▸ Records
——————————

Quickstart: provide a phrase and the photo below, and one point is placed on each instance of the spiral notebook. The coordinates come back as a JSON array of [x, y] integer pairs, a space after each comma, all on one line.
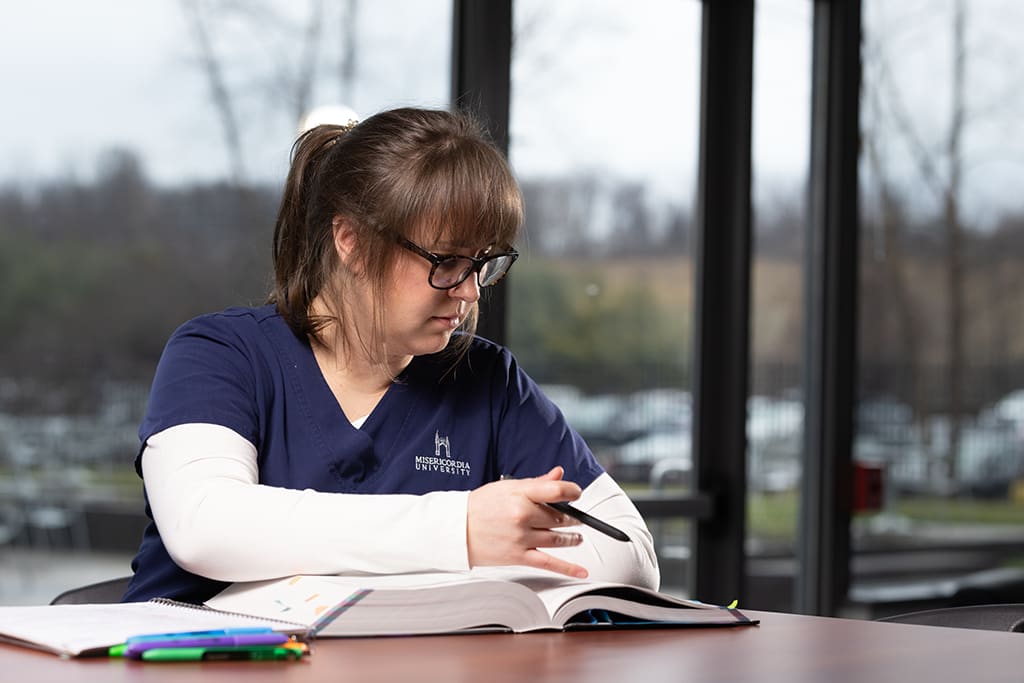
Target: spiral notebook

——————————

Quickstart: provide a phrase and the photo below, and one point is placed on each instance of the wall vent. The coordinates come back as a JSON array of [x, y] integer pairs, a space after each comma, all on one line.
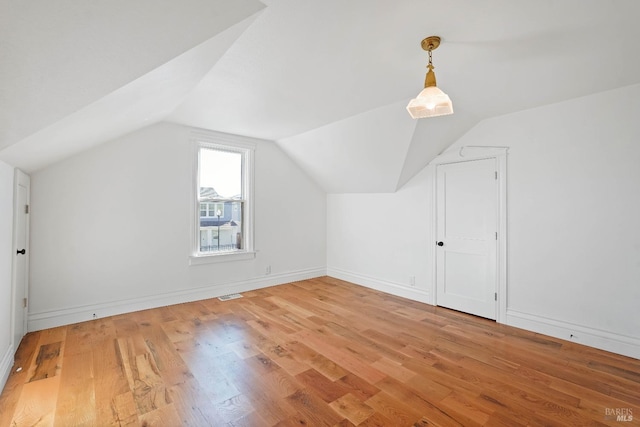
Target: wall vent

——————————

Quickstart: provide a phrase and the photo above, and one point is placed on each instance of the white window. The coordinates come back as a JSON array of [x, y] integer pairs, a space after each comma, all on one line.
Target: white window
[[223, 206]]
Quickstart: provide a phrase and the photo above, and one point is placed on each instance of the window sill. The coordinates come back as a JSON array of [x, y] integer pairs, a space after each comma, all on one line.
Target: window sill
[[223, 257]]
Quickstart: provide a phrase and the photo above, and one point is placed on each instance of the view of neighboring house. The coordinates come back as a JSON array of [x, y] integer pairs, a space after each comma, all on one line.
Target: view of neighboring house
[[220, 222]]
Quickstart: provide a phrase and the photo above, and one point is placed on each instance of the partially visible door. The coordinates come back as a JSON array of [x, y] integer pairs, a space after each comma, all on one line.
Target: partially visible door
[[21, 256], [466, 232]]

——————————

Within the listing above, locate the line containing "of the white" and the line containing "of the window". Reproduce those two lines and all lines between them exactly, with nothing added.

▸ Answer to this problem
Quickstart: provide a phrase and the photo above, and one point is placed on each instance of the white window. The coordinates come back as a JSON array of [x, y] integer pairs, a space after each comma, all on one line.
Target: white window
[[223, 206]]
Quickstart: provide a phrase and the photo above, and one point is placed on each instance of the window sill. The coordinates come back as a JSON array of [x, y] integer pairs, a space after each comma, all on one line.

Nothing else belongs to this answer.